* Excerpted text *
----------------------------------------

A deliveryman for food delivery platform Meituan stabbed a Miniso store employee to death on Sunday following an argument about an order, the police for the central Chinese city of Wuhan said, highlighting issues around increasingly popular lifestyle delivery services in the country.

Why it matters: The incident has sparked heated discussion on Chinese social media over the working conditions for the millions of food delivery drivers powering the rise of major internet lifestyle platforms.

Food delivery: Drivers take the risks. Platforms reap the rewards.

Details: Local police received an alert around 2 a.m. on Dec. 22 when witnesses reported that 32-year-old deliveryman, surnamed Chen, was attacking a store employee in a shopping mall in the Hongshan District of Wuhan, according to a post from its official account on microblogging platform Weibo.

  • Chen had a dispute with the employee, surnamed Zhou, when picking up orders from the chain store where he worked, although additional details were unclear.
  • Following the incident, the deliveryman was put into criminal detention after struggling to escape (in Chinese).

----------------------------------------

* Data extract *

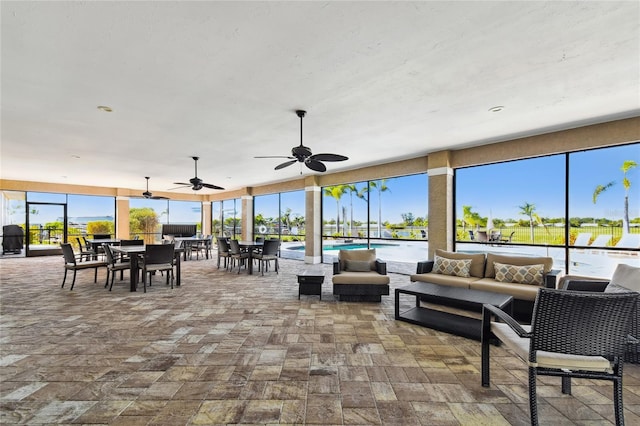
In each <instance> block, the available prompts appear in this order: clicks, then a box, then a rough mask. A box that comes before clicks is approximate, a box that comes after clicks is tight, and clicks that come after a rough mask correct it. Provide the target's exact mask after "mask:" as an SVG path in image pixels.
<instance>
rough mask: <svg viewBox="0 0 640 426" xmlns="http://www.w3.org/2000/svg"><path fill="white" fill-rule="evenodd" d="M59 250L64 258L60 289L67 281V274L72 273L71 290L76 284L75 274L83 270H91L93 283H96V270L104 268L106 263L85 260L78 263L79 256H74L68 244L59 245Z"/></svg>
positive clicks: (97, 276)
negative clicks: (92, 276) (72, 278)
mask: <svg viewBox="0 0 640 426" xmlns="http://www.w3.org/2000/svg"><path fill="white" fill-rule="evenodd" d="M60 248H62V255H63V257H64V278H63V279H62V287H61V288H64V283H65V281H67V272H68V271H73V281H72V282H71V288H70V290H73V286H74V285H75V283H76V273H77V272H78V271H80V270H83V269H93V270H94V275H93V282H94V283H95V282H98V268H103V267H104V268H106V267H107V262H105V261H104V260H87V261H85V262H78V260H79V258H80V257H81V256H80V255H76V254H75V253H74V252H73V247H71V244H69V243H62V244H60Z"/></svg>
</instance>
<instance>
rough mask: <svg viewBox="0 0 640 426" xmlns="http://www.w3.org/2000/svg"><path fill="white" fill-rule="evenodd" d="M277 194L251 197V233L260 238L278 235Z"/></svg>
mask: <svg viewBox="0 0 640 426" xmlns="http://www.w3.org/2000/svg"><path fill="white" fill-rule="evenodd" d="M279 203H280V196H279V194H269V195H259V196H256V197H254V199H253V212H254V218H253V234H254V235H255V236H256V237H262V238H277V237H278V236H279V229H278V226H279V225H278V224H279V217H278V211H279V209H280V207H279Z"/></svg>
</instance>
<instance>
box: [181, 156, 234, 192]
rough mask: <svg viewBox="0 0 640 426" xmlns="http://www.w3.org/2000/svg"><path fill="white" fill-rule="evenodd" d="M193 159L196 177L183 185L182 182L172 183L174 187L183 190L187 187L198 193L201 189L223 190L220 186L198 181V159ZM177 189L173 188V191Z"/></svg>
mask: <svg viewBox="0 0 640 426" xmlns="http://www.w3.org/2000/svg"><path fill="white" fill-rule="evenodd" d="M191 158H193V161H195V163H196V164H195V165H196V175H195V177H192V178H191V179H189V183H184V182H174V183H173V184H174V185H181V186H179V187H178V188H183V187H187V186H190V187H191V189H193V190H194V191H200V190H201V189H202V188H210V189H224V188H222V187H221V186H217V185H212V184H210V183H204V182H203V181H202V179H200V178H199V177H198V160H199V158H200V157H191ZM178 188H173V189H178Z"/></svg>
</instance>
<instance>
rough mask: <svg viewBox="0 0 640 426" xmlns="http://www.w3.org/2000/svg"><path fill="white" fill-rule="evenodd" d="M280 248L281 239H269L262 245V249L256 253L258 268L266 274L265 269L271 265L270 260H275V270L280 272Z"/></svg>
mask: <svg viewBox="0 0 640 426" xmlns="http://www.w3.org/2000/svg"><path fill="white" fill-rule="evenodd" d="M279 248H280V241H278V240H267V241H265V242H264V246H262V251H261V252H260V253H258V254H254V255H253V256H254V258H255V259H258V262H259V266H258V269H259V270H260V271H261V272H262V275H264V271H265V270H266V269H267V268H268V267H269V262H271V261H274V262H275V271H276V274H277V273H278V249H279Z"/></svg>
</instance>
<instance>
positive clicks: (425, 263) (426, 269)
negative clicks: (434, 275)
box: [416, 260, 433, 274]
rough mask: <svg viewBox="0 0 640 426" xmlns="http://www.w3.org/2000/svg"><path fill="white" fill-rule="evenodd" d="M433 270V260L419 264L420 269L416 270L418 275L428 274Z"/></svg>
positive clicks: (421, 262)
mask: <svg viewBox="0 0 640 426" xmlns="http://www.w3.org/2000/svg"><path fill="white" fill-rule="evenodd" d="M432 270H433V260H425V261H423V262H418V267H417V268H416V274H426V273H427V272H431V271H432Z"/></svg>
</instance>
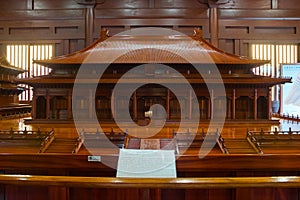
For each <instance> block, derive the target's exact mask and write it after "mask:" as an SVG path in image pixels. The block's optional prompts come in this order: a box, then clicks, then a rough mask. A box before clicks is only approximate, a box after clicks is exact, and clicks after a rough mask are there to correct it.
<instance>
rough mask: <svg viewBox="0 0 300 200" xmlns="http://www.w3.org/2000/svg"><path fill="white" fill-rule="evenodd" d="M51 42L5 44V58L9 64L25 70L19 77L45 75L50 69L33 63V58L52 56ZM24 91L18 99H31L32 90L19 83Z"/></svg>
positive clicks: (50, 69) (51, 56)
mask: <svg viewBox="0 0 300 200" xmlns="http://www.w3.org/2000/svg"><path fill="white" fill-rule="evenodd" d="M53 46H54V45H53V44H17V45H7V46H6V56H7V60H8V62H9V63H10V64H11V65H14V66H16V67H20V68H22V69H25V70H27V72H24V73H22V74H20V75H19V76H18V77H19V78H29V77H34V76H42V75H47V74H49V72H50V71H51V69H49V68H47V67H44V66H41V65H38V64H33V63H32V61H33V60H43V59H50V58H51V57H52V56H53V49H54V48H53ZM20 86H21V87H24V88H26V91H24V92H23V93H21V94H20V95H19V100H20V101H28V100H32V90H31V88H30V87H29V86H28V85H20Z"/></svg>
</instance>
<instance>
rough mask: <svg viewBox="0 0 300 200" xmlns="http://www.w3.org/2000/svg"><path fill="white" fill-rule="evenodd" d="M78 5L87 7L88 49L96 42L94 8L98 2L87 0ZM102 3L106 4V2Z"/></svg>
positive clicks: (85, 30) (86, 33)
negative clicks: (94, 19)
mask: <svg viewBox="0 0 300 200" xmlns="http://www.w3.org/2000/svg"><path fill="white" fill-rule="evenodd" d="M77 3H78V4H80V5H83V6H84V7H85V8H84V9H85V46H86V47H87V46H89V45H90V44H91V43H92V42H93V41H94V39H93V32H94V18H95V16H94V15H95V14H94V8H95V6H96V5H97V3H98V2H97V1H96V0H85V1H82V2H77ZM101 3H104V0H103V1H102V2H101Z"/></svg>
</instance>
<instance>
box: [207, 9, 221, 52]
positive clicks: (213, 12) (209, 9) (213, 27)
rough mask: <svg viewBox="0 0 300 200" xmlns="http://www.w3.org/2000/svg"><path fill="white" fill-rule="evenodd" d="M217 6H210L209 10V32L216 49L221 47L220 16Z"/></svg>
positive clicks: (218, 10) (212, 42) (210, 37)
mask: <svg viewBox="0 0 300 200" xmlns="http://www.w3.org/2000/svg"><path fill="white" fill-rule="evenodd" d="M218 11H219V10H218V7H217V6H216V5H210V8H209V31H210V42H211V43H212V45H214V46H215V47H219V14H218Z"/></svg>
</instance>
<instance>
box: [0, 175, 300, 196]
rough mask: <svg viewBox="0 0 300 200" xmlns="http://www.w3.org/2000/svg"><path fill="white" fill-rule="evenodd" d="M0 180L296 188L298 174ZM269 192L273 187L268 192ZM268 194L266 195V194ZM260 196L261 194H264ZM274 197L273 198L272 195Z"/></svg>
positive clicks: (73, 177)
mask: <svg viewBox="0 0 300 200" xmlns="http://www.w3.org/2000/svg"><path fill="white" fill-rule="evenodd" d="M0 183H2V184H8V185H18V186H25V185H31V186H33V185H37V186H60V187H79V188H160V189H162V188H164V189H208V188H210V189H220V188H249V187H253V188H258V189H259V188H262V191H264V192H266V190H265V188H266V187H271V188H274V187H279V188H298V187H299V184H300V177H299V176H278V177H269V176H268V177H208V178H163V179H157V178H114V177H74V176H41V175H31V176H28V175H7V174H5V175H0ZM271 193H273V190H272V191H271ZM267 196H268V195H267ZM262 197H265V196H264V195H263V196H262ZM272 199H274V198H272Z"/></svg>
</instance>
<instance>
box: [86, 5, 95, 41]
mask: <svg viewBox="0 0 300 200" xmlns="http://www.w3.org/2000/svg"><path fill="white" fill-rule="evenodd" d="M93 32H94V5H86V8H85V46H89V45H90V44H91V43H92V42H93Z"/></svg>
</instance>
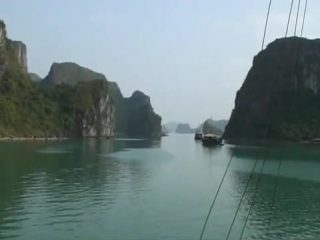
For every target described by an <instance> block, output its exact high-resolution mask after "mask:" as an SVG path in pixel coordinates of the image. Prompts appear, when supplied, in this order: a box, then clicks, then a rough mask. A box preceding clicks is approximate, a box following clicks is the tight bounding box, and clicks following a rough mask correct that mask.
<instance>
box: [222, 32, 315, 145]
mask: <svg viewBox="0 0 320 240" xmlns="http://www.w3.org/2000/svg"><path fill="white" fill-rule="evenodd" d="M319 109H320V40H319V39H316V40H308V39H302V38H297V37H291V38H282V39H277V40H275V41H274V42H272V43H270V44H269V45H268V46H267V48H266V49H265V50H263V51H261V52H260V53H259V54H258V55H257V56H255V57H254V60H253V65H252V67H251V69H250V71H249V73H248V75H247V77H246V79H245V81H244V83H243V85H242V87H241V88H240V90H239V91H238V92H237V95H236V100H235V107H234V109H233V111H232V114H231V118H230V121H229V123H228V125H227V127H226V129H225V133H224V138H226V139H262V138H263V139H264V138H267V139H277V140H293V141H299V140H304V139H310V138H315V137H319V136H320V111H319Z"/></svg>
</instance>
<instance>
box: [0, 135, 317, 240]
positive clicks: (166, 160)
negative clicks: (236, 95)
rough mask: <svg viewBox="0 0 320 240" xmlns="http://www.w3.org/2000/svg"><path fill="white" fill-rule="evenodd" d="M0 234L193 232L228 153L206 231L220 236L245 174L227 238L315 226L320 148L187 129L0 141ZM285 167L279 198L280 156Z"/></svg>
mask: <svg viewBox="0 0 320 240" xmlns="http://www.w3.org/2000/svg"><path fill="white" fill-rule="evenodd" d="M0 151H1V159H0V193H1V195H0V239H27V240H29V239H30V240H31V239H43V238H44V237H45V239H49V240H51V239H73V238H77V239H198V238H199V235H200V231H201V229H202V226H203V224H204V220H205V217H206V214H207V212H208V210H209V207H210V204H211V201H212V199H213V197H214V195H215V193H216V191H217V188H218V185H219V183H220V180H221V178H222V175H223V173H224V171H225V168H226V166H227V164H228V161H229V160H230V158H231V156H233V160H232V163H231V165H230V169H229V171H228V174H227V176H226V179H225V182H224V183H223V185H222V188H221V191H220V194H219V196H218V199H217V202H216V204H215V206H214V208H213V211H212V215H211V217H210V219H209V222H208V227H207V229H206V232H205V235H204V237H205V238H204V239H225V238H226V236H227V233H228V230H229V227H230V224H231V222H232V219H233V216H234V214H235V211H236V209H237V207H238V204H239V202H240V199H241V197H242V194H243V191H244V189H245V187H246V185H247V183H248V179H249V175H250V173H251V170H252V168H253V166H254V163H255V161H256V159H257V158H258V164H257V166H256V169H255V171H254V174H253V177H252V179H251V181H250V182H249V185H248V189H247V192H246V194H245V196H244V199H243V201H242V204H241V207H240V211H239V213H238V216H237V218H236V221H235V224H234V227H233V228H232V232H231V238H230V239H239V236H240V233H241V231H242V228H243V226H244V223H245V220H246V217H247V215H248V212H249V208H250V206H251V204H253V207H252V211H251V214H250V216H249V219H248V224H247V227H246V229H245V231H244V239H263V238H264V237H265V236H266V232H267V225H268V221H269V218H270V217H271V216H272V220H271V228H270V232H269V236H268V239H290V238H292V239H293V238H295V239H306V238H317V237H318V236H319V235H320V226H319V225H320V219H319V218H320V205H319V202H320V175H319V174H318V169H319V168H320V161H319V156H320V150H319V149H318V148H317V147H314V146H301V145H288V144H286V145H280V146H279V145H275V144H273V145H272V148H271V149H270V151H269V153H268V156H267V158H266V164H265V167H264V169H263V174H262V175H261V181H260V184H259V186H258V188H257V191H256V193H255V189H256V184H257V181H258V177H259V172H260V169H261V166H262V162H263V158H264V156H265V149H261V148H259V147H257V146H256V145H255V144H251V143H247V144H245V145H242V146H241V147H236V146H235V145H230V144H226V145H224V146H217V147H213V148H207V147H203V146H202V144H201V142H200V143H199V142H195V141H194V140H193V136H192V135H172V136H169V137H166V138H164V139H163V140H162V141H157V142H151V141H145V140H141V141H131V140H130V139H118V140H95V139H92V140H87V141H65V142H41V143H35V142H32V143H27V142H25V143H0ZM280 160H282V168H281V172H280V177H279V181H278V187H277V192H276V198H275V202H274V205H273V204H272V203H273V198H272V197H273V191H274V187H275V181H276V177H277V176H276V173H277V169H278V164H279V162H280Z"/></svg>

----------------------------------------

* Questions to answer *
a – According to the news report, how old was the deliveryman?
b – List every company or platform named in the news report.
c – Please retype the news report between "Details: Local police" and "escape (in Chinese).", inclusive.
The data placed after the news report come from a separate source.

* Per-task outputs *
a – He was 32 years old.

b – Meituan, Miniso, Weibo

c –
Details: Local police received an alert around 2 a.m. on Dec. 22 when witnesses reported that 32-year-old deliveryman, surnamed Chen, was attacking a store employee in a shopping mall in the Hongshan District of Wuhan, according to a post from its official account on microblogging platform Weibo.

  • Chen had a dispute with the employee, surnamed Zhou, when picking up orders from the chain store where he worked, although additional details were unclear.
  • Following the incident, the deliveryman was put into criminal detention after struggling to escape (in Chinese).